» Task goal
Pull out everything from the start of the data down to the line containing "[(922, 459), (1125, 266)]", copying it word for word and leaving out the pictures.

» Dataset content
· · ·
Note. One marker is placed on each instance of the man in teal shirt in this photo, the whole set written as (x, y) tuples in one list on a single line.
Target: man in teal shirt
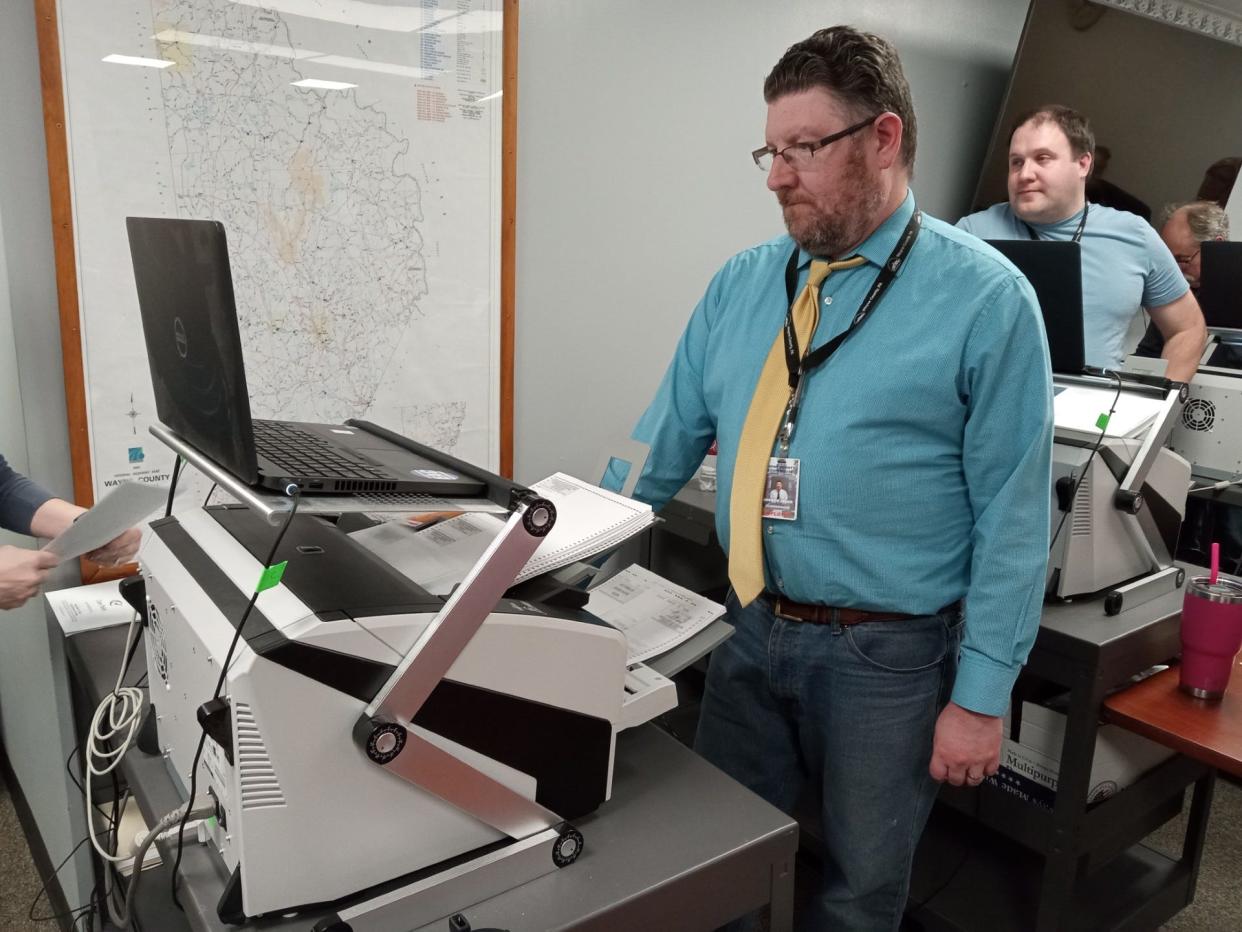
[(922, 459), (1125, 266)]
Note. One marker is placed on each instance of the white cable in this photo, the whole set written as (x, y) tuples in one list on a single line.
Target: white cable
[(123, 711), (1216, 486)]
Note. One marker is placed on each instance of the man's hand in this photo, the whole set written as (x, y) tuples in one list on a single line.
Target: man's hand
[(21, 573), (118, 549), (966, 747)]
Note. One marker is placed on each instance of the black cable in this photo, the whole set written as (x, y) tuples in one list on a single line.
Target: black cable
[(1082, 475), (172, 486), (220, 682)]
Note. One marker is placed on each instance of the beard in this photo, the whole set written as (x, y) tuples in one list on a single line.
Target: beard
[(831, 231)]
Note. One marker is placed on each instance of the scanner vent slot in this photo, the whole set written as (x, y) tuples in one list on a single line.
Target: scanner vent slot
[(1081, 526), (256, 774)]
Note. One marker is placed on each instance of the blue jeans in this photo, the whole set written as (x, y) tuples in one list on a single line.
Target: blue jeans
[(848, 711)]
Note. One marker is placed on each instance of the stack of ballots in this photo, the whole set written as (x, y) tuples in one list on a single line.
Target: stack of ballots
[(589, 521)]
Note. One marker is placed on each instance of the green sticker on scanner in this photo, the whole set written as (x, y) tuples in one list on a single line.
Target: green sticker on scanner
[(271, 577)]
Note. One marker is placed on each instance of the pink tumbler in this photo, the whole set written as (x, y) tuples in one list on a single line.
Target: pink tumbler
[(1211, 634)]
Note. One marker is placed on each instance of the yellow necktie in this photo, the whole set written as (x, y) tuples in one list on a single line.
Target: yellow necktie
[(759, 434)]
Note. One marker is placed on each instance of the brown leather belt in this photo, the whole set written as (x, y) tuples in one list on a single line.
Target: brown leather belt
[(827, 614)]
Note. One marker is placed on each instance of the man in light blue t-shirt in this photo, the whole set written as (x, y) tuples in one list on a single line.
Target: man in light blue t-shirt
[(1125, 265)]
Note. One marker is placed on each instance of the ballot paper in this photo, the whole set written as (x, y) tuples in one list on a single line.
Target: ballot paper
[(589, 521), (123, 507), (1078, 409), (85, 608), (653, 614)]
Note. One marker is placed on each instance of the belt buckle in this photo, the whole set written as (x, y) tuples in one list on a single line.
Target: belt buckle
[(779, 613)]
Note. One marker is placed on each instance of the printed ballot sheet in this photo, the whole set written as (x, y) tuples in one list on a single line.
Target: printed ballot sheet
[(86, 608), (123, 507), (653, 614), (589, 521), (1078, 409)]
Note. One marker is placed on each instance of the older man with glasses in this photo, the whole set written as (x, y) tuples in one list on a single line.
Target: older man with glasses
[(892, 373)]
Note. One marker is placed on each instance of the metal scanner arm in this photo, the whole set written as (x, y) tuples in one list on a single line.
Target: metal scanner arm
[(1128, 497), (384, 730)]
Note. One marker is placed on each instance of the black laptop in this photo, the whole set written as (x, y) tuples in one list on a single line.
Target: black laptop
[(194, 351), (1055, 270), (1220, 283)]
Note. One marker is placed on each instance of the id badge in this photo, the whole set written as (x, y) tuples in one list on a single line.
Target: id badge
[(780, 490)]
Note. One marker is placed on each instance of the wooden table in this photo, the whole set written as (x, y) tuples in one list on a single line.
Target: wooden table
[(1207, 731)]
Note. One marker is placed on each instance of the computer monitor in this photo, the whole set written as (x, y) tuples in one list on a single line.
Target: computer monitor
[(1055, 270), (1220, 290), (194, 348)]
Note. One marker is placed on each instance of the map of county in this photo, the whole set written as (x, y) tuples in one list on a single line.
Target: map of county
[(352, 152), (324, 223)]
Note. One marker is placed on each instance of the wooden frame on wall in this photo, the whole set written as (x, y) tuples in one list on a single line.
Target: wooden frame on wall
[(65, 245)]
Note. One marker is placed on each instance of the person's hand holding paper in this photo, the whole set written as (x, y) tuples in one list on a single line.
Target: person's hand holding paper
[(107, 532)]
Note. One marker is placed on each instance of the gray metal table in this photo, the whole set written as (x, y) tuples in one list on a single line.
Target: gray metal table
[(678, 846)]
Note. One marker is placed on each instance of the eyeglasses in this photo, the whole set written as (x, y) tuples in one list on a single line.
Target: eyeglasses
[(797, 155)]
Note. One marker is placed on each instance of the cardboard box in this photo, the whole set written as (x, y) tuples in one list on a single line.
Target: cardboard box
[(1031, 766)]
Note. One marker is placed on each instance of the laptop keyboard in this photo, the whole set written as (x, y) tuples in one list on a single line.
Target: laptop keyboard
[(298, 452)]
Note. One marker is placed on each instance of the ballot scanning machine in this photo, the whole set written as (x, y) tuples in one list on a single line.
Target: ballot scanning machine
[(1118, 491), (1209, 433), (367, 730)]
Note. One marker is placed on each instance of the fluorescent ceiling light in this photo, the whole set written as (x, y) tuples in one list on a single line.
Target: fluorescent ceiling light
[(390, 19), (343, 61), (323, 85), (175, 36), (285, 51), (135, 60)]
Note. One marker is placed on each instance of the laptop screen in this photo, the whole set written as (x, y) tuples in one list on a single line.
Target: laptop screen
[(1055, 270), (193, 344), (1220, 290)]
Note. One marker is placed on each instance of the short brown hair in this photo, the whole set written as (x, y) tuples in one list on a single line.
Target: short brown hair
[(1073, 124), (861, 68)]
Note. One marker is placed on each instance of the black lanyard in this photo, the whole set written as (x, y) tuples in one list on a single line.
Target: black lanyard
[(799, 365), (1078, 232)]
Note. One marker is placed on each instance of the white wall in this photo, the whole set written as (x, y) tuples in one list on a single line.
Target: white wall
[(635, 182), (34, 695)]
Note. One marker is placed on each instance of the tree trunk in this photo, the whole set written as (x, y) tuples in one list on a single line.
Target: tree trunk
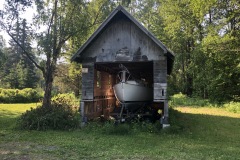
[(48, 88)]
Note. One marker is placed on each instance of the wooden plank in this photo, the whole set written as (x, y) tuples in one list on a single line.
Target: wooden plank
[(87, 82)]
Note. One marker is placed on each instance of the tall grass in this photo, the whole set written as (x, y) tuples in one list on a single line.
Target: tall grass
[(193, 135), (183, 100)]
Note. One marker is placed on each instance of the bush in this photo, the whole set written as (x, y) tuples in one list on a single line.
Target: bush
[(59, 116), (27, 95), (182, 100), (232, 107)]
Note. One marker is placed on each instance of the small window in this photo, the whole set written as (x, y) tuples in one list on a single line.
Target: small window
[(109, 81), (98, 79)]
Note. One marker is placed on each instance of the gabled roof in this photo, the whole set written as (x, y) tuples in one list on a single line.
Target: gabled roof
[(118, 11)]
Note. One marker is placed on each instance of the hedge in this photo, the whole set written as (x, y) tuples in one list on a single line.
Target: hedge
[(27, 95)]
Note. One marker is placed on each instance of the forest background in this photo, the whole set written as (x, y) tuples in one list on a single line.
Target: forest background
[(204, 35)]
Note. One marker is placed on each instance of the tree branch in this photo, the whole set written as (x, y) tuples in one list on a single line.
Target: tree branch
[(26, 53)]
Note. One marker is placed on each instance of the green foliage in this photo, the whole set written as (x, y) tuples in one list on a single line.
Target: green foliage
[(61, 115), (233, 107), (26, 95), (66, 98), (183, 100)]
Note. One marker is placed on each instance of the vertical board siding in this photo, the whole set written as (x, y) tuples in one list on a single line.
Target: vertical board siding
[(87, 82), (160, 79)]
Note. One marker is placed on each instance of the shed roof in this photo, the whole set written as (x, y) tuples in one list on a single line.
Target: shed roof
[(119, 12)]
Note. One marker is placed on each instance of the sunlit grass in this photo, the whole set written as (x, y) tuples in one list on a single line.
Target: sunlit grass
[(195, 133), (15, 109)]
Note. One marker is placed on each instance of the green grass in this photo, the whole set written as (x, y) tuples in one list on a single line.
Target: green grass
[(196, 133)]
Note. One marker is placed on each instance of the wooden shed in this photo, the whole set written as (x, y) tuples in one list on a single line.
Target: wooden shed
[(121, 39)]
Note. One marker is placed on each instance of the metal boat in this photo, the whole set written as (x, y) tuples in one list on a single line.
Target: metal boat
[(130, 90)]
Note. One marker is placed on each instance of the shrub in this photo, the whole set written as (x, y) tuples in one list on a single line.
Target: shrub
[(59, 116), (182, 100), (26, 95), (233, 107)]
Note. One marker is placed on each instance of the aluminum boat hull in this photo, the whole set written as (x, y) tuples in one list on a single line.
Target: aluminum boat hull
[(130, 91)]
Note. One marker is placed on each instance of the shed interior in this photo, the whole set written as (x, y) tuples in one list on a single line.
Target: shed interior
[(105, 77)]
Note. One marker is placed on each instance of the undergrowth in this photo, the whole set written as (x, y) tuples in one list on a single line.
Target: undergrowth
[(61, 115), (181, 100)]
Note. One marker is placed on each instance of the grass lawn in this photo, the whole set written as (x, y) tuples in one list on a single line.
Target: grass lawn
[(196, 133)]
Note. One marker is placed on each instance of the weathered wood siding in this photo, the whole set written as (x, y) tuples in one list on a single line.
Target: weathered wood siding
[(88, 81), (160, 79), (123, 41)]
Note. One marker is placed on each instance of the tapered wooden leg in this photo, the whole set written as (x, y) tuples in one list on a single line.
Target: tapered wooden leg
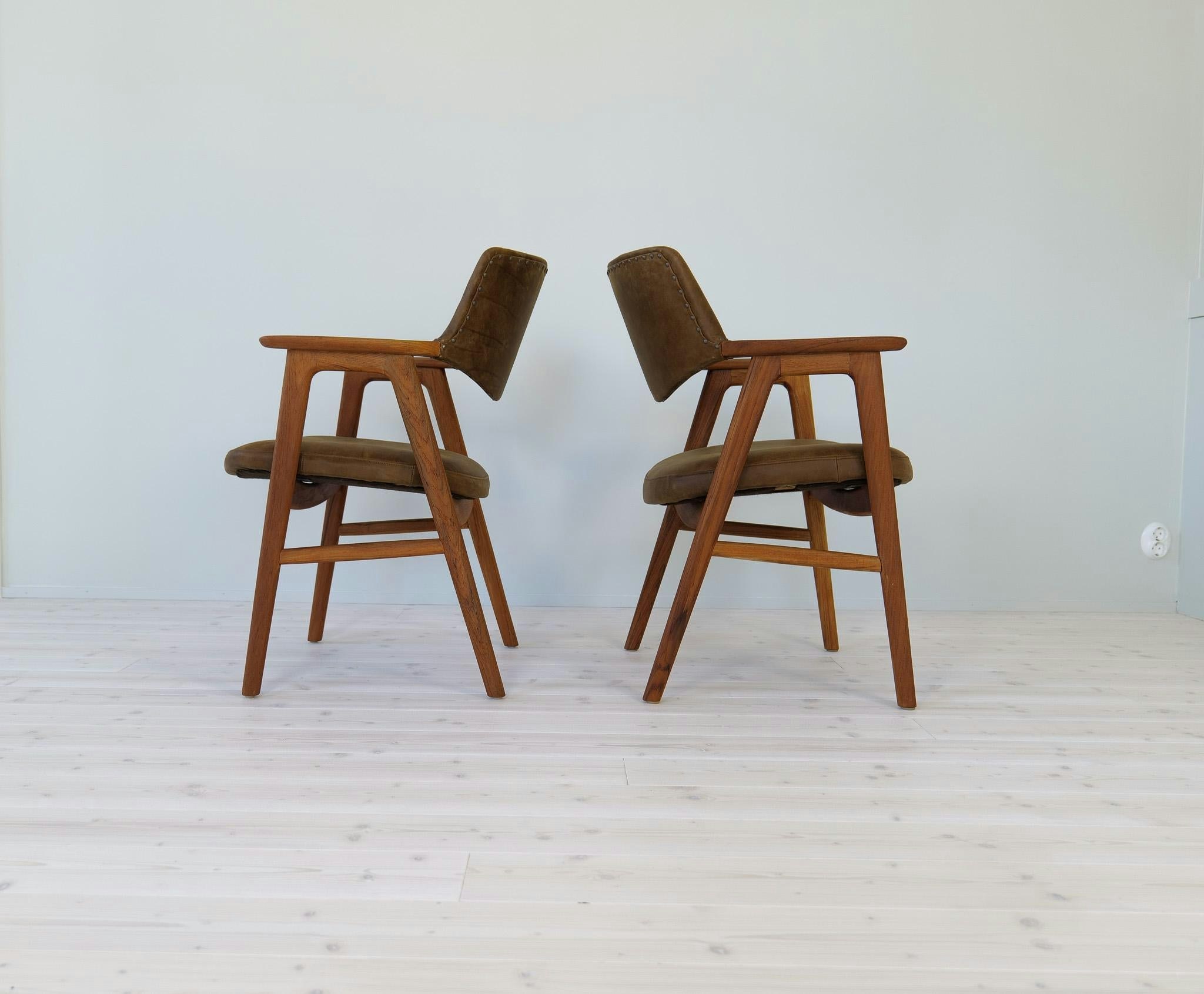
[(286, 457), (818, 528), (705, 414), (489, 571), (404, 374), (804, 417), (867, 376), (436, 381), (661, 551), (330, 525), (349, 407), (761, 374)]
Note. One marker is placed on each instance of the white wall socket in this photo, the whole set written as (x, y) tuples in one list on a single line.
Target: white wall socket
[(1156, 541)]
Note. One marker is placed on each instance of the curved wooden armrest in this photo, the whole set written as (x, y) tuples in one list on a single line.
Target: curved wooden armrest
[(323, 343), (811, 346)]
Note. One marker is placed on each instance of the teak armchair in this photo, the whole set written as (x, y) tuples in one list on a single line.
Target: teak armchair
[(677, 335), (482, 341)]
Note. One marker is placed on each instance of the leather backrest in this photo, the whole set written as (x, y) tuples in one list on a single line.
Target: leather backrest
[(673, 329), (487, 329)]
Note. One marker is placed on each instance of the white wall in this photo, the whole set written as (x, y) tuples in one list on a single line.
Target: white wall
[(1011, 186)]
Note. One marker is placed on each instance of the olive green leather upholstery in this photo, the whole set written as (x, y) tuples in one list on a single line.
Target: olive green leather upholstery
[(788, 464), (488, 325), (359, 463), (671, 324)]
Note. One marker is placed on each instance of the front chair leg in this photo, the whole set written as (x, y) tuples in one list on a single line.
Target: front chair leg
[(867, 377), (661, 551), (349, 407), (330, 526), (761, 376), (804, 416), (404, 376), (817, 527), (484, 547), (705, 414), (286, 457)]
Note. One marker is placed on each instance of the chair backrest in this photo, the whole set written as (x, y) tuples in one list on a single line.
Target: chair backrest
[(487, 329), (673, 329)]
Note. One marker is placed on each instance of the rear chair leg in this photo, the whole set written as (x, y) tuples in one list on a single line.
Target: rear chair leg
[(404, 376), (867, 376), (661, 551), (484, 548), (802, 413)]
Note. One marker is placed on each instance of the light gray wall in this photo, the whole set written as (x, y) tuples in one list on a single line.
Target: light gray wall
[(1191, 557), (1191, 532), (1011, 186)]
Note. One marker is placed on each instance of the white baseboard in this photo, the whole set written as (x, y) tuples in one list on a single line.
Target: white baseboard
[(604, 601)]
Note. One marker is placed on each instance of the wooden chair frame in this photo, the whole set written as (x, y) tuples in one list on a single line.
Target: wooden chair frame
[(757, 367), (409, 366)]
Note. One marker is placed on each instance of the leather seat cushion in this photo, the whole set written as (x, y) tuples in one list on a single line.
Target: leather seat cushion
[(359, 463), (788, 464)]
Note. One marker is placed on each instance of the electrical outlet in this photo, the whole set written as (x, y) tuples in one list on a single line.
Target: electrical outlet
[(1156, 541)]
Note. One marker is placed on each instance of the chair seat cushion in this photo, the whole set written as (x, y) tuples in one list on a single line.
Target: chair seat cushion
[(788, 464), (359, 463)]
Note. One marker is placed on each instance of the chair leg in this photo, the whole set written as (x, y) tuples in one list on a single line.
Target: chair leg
[(704, 424), (484, 548), (661, 551), (761, 376), (818, 528), (404, 376), (330, 525), (804, 417), (867, 376), (286, 457)]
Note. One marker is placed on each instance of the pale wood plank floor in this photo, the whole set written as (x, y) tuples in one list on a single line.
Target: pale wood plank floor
[(374, 824)]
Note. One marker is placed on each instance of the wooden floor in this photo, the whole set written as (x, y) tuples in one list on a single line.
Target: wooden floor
[(374, 824)]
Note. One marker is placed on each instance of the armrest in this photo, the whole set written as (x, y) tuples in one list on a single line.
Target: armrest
[(811, 346), (322, 343)]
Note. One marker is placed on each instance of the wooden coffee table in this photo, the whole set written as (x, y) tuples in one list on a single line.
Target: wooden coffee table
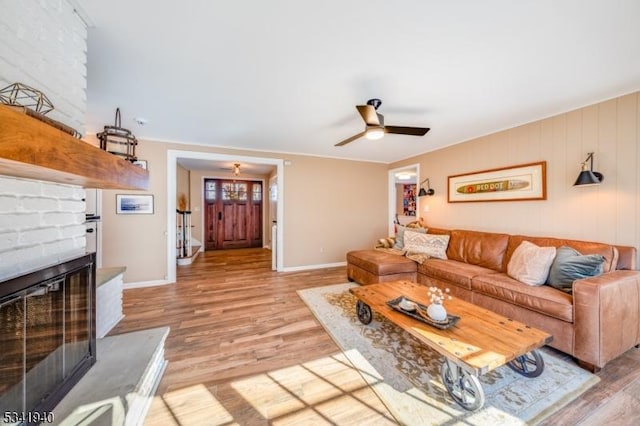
[(479, 342)]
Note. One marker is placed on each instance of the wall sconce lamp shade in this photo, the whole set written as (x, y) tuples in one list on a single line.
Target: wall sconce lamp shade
[(428, 191), (587, 176)]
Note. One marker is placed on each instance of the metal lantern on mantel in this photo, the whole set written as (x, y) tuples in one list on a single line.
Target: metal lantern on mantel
[(118, 141)]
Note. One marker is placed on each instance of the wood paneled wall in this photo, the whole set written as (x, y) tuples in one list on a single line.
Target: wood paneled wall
[(609, 212)]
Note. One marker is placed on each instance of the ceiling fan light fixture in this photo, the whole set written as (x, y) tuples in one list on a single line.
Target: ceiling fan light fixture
[(374, 132)]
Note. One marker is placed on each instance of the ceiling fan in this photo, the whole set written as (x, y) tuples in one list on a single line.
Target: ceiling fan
[(374, 124)]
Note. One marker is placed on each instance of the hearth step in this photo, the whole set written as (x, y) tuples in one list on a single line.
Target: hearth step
[(119, 388), (182, 261)]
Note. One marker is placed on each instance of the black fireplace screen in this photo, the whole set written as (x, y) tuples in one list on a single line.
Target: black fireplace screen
[(47, 335)]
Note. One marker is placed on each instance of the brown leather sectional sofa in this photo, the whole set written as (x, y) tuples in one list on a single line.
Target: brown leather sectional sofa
[(599, 321)]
· · ·
» Correct output
Note. One marker is placed on each instance of the man in teal shirt in this photo, the whole set written as (x, y) tuples in one list on a single line.
Target: man in teal shirt
[(922, 459), (1125, 266)]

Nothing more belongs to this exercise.